What to produce: Can you repeat, word for word, the lines of the data below that run from the one containing "of the seated" to the one containing "[(169, 645), (397, 774)]", with both of those lines included?

Records from a dataset:
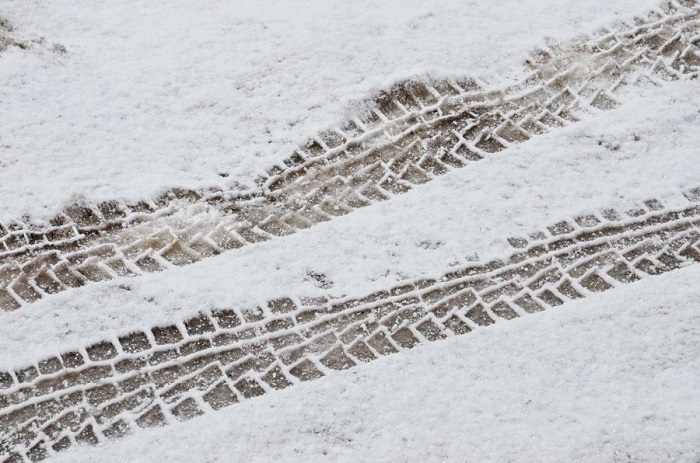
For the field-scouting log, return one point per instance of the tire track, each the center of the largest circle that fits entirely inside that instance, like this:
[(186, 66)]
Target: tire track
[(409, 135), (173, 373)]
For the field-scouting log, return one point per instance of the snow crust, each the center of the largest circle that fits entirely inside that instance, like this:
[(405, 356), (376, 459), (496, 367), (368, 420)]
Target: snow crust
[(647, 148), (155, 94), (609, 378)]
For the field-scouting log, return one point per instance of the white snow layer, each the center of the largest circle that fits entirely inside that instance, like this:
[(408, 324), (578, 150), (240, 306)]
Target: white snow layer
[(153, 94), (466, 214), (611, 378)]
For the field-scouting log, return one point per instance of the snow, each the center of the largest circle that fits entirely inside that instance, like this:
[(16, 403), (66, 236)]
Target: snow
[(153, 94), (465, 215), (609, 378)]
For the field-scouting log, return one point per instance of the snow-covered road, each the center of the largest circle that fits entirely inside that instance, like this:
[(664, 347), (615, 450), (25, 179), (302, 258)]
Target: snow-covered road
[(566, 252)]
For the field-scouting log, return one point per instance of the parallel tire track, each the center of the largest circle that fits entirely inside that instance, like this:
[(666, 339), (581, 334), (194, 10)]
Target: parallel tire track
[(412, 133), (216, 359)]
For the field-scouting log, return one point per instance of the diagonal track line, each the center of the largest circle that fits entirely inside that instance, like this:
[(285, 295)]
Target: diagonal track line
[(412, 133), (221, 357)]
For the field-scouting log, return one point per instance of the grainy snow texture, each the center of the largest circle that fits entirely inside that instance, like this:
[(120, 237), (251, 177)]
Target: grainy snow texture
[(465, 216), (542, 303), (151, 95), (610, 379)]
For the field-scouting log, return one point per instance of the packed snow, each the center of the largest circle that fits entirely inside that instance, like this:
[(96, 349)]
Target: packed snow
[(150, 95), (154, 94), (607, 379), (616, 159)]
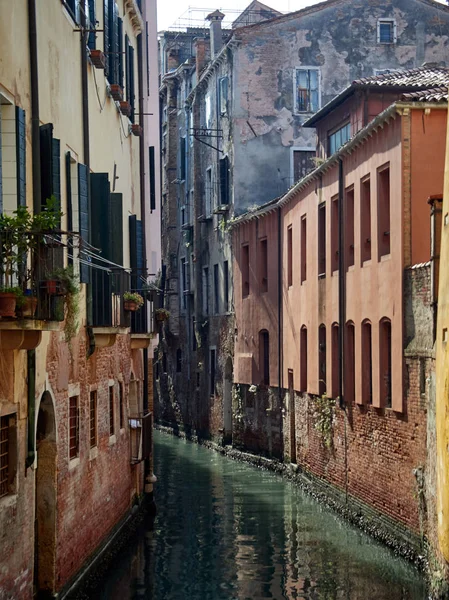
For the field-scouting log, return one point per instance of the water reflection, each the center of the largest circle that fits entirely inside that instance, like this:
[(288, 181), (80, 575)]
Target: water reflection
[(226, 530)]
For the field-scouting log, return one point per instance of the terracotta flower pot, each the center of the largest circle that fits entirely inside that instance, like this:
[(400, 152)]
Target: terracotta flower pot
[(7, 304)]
--
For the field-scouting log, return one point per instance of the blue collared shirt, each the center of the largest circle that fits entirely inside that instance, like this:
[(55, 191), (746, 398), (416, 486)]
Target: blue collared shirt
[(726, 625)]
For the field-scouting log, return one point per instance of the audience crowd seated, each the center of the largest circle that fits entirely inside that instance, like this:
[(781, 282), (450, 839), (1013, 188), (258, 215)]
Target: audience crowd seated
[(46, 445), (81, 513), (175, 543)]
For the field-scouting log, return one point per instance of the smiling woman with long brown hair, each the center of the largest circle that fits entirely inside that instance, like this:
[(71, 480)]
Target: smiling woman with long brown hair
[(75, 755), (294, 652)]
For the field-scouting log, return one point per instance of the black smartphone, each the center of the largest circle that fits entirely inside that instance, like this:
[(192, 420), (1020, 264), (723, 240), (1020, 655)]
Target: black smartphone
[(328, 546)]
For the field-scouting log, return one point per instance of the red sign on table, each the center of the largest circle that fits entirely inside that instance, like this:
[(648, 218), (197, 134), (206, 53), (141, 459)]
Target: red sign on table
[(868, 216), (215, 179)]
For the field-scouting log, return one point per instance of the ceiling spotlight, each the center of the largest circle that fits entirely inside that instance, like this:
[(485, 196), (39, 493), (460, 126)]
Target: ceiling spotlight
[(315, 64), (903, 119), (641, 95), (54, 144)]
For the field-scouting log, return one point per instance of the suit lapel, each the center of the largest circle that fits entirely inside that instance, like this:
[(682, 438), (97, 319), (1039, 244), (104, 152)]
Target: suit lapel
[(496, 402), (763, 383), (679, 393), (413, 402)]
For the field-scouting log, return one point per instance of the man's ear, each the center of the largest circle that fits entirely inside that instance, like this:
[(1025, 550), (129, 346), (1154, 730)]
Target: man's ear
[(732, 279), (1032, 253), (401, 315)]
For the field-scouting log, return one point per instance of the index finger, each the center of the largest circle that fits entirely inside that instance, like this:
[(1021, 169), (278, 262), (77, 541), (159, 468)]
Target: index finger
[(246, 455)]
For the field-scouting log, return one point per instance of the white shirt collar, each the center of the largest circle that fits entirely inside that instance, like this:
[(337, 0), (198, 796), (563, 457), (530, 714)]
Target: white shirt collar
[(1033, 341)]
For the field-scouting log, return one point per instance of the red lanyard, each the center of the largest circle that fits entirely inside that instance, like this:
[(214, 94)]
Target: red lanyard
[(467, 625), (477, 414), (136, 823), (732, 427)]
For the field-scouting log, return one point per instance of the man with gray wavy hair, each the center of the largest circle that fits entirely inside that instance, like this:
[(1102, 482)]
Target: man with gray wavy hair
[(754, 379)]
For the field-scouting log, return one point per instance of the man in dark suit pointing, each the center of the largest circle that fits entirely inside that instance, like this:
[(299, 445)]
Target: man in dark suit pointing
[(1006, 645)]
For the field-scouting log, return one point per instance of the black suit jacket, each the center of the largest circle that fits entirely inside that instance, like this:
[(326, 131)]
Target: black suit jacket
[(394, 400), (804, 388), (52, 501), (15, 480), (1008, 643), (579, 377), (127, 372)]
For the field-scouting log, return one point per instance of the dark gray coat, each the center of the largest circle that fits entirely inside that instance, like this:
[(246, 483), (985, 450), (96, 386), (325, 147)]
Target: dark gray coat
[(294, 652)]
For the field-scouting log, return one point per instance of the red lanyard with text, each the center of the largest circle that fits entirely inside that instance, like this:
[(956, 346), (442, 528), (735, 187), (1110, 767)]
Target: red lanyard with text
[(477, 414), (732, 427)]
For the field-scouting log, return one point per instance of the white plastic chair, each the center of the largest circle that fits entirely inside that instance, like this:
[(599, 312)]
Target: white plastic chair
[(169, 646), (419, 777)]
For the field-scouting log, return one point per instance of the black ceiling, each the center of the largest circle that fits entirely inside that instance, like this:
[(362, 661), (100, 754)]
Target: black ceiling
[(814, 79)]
* * *
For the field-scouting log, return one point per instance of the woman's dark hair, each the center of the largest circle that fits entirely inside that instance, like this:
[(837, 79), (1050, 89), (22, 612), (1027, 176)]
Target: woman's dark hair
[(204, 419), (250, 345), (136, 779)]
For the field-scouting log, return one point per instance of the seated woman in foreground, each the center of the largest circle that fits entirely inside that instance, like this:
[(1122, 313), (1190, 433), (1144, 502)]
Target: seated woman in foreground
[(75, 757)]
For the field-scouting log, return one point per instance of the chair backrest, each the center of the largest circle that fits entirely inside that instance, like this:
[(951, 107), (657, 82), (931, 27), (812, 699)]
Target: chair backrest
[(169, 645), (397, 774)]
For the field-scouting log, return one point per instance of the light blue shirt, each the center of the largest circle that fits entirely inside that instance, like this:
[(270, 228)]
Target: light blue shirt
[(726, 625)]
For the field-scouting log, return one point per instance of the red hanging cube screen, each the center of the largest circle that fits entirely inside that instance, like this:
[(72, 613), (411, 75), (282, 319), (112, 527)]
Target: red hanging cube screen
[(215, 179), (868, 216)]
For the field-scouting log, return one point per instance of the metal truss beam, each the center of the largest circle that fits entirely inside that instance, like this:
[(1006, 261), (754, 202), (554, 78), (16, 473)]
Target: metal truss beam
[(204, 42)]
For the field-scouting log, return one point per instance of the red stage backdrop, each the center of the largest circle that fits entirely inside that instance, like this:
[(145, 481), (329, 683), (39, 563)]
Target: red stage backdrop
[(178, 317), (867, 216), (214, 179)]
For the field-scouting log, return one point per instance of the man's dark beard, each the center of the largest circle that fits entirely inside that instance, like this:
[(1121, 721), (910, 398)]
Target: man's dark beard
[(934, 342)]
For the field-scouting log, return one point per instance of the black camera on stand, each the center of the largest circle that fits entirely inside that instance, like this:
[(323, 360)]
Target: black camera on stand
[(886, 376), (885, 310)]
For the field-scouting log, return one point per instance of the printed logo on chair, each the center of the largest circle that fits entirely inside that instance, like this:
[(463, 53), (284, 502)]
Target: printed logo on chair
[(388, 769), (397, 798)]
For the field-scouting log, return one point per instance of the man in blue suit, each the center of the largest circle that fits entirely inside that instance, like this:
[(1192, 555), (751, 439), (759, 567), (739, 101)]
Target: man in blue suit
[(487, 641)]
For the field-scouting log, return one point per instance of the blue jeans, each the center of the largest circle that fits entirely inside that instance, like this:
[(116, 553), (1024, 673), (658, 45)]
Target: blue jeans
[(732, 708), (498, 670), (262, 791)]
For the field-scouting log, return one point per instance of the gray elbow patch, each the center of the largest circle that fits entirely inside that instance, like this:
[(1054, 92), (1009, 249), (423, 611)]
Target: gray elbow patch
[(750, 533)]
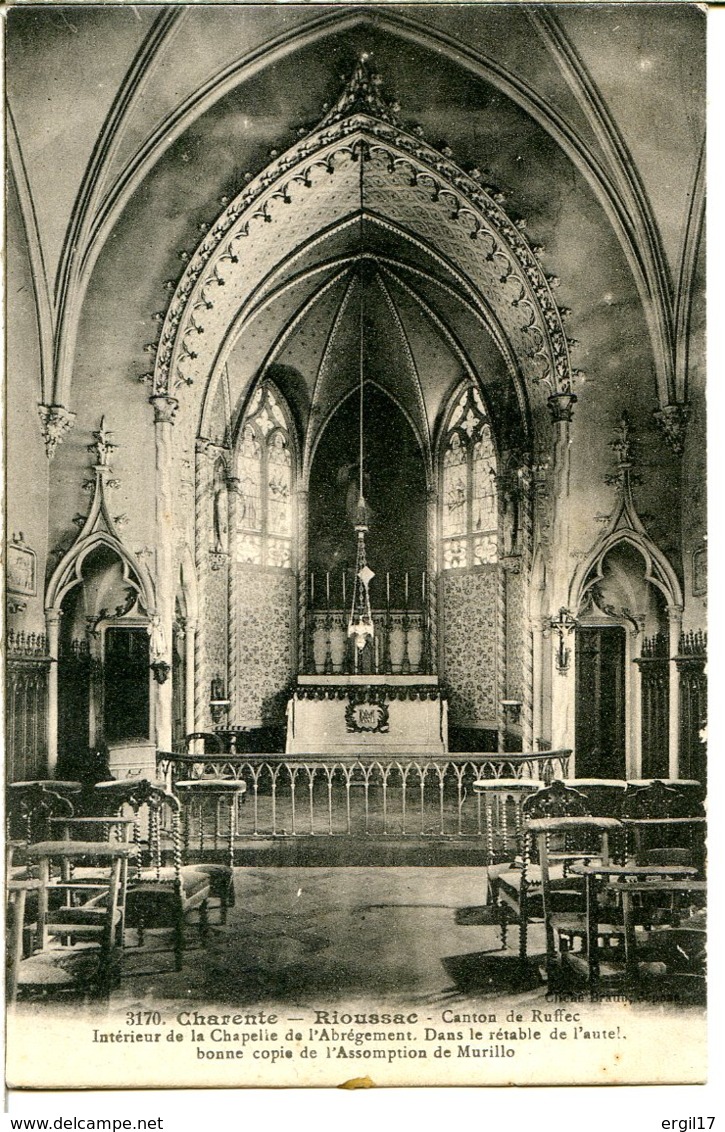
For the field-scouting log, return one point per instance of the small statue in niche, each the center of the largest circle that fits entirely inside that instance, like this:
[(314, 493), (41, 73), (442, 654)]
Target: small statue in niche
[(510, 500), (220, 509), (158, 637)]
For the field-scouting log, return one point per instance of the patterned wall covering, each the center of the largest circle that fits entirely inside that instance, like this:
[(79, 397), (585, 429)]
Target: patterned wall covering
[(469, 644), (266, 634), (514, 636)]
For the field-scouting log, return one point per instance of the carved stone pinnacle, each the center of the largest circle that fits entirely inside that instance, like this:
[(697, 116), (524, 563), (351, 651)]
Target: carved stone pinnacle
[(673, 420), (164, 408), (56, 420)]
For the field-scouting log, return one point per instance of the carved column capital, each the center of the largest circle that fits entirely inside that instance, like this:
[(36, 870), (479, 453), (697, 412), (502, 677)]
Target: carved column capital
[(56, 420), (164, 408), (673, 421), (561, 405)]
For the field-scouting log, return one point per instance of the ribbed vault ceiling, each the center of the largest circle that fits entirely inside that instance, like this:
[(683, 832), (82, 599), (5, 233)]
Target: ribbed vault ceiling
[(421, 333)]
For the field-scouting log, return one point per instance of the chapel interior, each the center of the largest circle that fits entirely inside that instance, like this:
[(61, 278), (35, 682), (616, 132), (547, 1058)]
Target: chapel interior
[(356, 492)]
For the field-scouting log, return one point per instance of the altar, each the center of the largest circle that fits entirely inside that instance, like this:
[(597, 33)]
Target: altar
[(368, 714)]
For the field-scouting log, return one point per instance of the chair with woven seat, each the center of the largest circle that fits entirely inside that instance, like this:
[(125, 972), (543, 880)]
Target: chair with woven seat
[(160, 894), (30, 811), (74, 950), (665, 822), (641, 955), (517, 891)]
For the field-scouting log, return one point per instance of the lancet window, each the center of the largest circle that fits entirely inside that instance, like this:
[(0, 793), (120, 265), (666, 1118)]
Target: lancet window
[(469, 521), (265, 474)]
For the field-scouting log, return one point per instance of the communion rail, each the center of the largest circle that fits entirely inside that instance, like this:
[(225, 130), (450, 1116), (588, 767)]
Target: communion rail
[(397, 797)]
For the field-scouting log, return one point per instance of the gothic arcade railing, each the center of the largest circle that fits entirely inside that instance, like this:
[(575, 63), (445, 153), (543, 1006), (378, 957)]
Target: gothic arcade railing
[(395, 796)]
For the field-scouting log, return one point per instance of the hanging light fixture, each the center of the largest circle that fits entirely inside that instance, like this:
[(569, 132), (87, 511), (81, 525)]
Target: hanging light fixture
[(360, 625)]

Result of this exercise:
For the field-scouting log, return one point per instance of the seated woman in foreground, each the center of the largest circle that fits entirely inside that instance, like this:
[(1122, 313), (1190, 433), (1144, 502)]
Target: seated woman in foreground
[(75, 757)]
For the field-scouting log, return one point per instance of the chair backrest, each the center of the largest circle that fits entirely inside that instance, like this:
[(951, 107), (657, 82), (931, 27), (812, 699)]
Target: chair backrest
[(169, 645), (397, 774)]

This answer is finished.